:: To be done ::
1. Answer these questions from the post on assessing witness reliability:
(a) In what capacity was Stephen Smith Q.C. sitting?
(b) What was the defendant's case about the file notes?
(c) To what guidance did the judge refer?
2. Resume the post on assessing witness reliability after its last sentence.

There have been several posts on this blog about the way in which a civil judge assesses the reliability of witnesses.  A further example can be seen in the judgement of Stephen Smith Q.C., sitting as a High Court judge,  in Freemont (Denbigh) Ltd -v- Knight Frank LLP [2014] EWHC 3347 (Ch).  The judge accepted the evidence of witnesses called by the defendant in the face of documentary evidence provided by the claimant.


The judge was deciding a number of preliminary issues in relation to whether the claimant was able to rely on a valuation provided by the defendant. This involved deciding the terms of the retainer and whether a duty of care was owed.

This required the judge to decide between the evidence of various witnesses, in particular between attendance notes prepared by a solicitor for the claimant and witnesses called by the defendant. The defendant’s case was that the file notes were concocted.


The judge did not shrink from addressing the issues head on.  Further he referred, as several other judges have explicitly in their judgments, to the “Bingham” guidance.

:: Material provided ::
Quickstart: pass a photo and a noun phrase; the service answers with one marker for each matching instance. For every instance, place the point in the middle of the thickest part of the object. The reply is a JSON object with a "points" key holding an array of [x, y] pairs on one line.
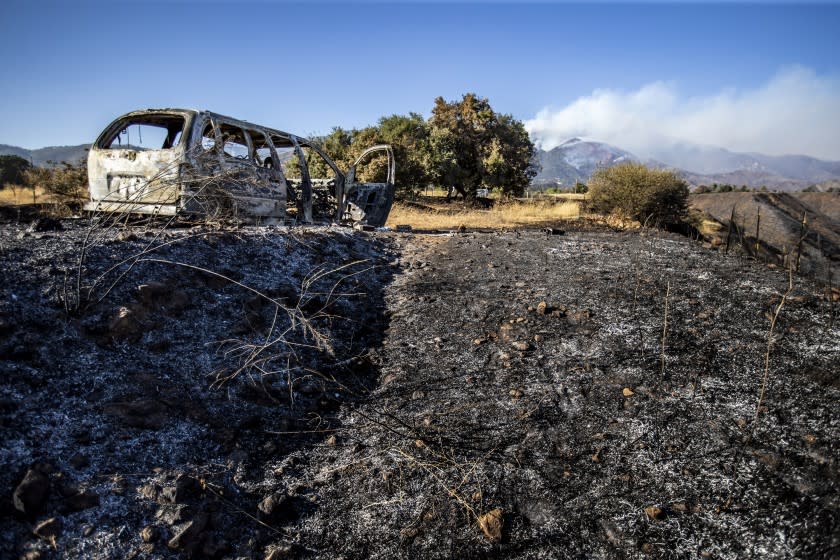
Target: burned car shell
{"points": [[199, 163]]}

:: Outputs for the tasks ::
1.
(a) As a High Court judge.
(b) That the file notes were concocted.
(c) The "Bingham" guidance.

2.
  1. There is a conflict of evidence between these witnesses as regards the parts of the file notes which I have set out or referred to earlier in this judgment. It is not possible to resolve that conflict without finding that either Mr Bhailok or Mr Vose and Mrs Leece-Roberts have not told the truth in their evidence. If I have to resolve the conflict, I have to choose between them; and if I decide that it was Mr Bhailok who was not telling the truth, it will follow that he (or someone in cahoots with him) is guilty of having concocted a significant number of documents with a view to trying to improve Freemont Denbigh’s prospects of success in the litigation by misleading the Court.
  2. I have asked myself whether it is necessary for me to resolve this conflict. I understand that each party contends that it may prevail, irrespective of how the conflict is resolved. However, each party also contends that if the conflict is resolved in its favour, I cannot do otherwise than answer the preliminary issues in its favour. I therefore have no option but to decide whether Mr Bhailok, on the one hand, or Mr Vose and Mrs Leece-Roberts, on the other, have not told the truth.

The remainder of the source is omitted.